Plaintiffs' briefing gives us no substantive argument as to what the scope of such a right might be or how other interests should be balanced against such a right.   Perhaps most important, nothing in the record indicates that the state sought to alter Rusty's medical program, other than an alleged inadvertent change in his methadone dosage.   Given the paucity of the plaintiffs' arguments and evidence on this point, we cannot find that plaintiffs have made an adequate showing of a deprivation of a constitutional right to direct Rusty's medical care.14

3. Conclusion

Having decided that the plaintiffs have adequately alleged that they suffered constitutional violations when the social workers entered their house without a warrant (Count 1), when they seized Rusty without a warrant (Count 3), and when they removed him without notice and a hearing (Count 5), we now consider whether the law was clearly established at the time the alleged violations occurred.

C. Whether the Rights Were Clearly Established Such that a Reasonable Person Would Understand that Her Conduct Violated the Law.

 “Despite their participation in this constitutionally impermissible conduct, the [defendants] may nevertheless be shielded from liability for civil damages if their actions did not violate ‘clearly established statutory or constitutional rights of which a reasonable person would have known.’ ”   Hope, 122 S.Ct. at 2515 (quoting Harlow v. Fitzgerald, 457 U.S. 800, 818, 102 S.Ct. 2727, 73 L.Ed.2d 396 (1982)).   Concerning the “clearly established law” requirement, the contours of the right must be sufficiently clear such that an objectively reasonable officer would understand that what she is doing violates that right.  Anderson v. Creighton, 483 U.S. 635, 639–40, 107 S.Ct. 3034, 97 L.Ed.2d 523 (1987).  “If the law was clearly established, the immunity defense ordinarily should fail, since a reasonably competent public official should know the law governing his conduct.”  Harlow, 457 U.S. at 818–19, 102 S.Ct. 2727 (emphasis added).

--------------------------------------------------

Directions - Please copy the court opinion passage above on clearly established rights, word for word and in full.

Dataset content -
--------------------------------------------------

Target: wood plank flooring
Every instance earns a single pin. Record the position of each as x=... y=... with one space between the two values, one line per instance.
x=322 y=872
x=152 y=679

--------------------------------------------------

Exercise result -
Plaintiffs' briefing gives us no substantive argument as to what the scope of such a right might be or how other interests should be balanced against such a right.   Perhaps most important, nothing in the record indicates that the state sought to alter Rusty's medical program, other than an alleged inadvertent change in his methadone dosage.   Given the paucity of the plaintiffs' arguments and evidence on this point, we cannot find that plaintiffs have made an adequate showing of a deprivation of a constitutional right to direct Rusty's medical care.14

3. Conclusion

Having decided that the plaintiffs have adequately alleged that they suffered constitutional violations when the social workers entered their house without a warrant (Count 1), when they seized Rusty without a warrant (Count 3), and when they removed him without notice and a hearing (Count 5), we now consider whether the law was clearly established at the time the alleged violations occurred.

C. Whether the Rights Were Clearly Established Such that a Reasonable Person Would Understand that Her Conduct Violated the Law.

 “Despite their participation in this constitutionally impermissible conduct, the [defendants] may nevertheless be shielded from liability for civil damages if their actions did not violate ‘clearly established statutory or constitutional rights of which a reasonable person would have known.’ ”   Hope, 122 S.Ct. at 2515 (quoting Harlow v. Fitzgerald, 457 U.S. 800, 818, 102 S.Ct. 2727, 73 L.Ed.2d 396 (1982)).   Concerning the “clearly established law” requirement, the contours of the right must be sufficiently clear such that an objectively reasonable officer would understand that what she is doing violates that right.  Anderson v. Creighton, 483 U.S. 635, 639–40, 107 S.Ct. 3034, 97 L.Ed.2d 523 (1987).  “If the law was clearly established, the immunity defense ordinarily should fail, since a reasonably competent public official should know the law governing his conduct.”  Harlow, 457 U.S. at 818–19, 102 S.Ct. 2727 (emphasis added).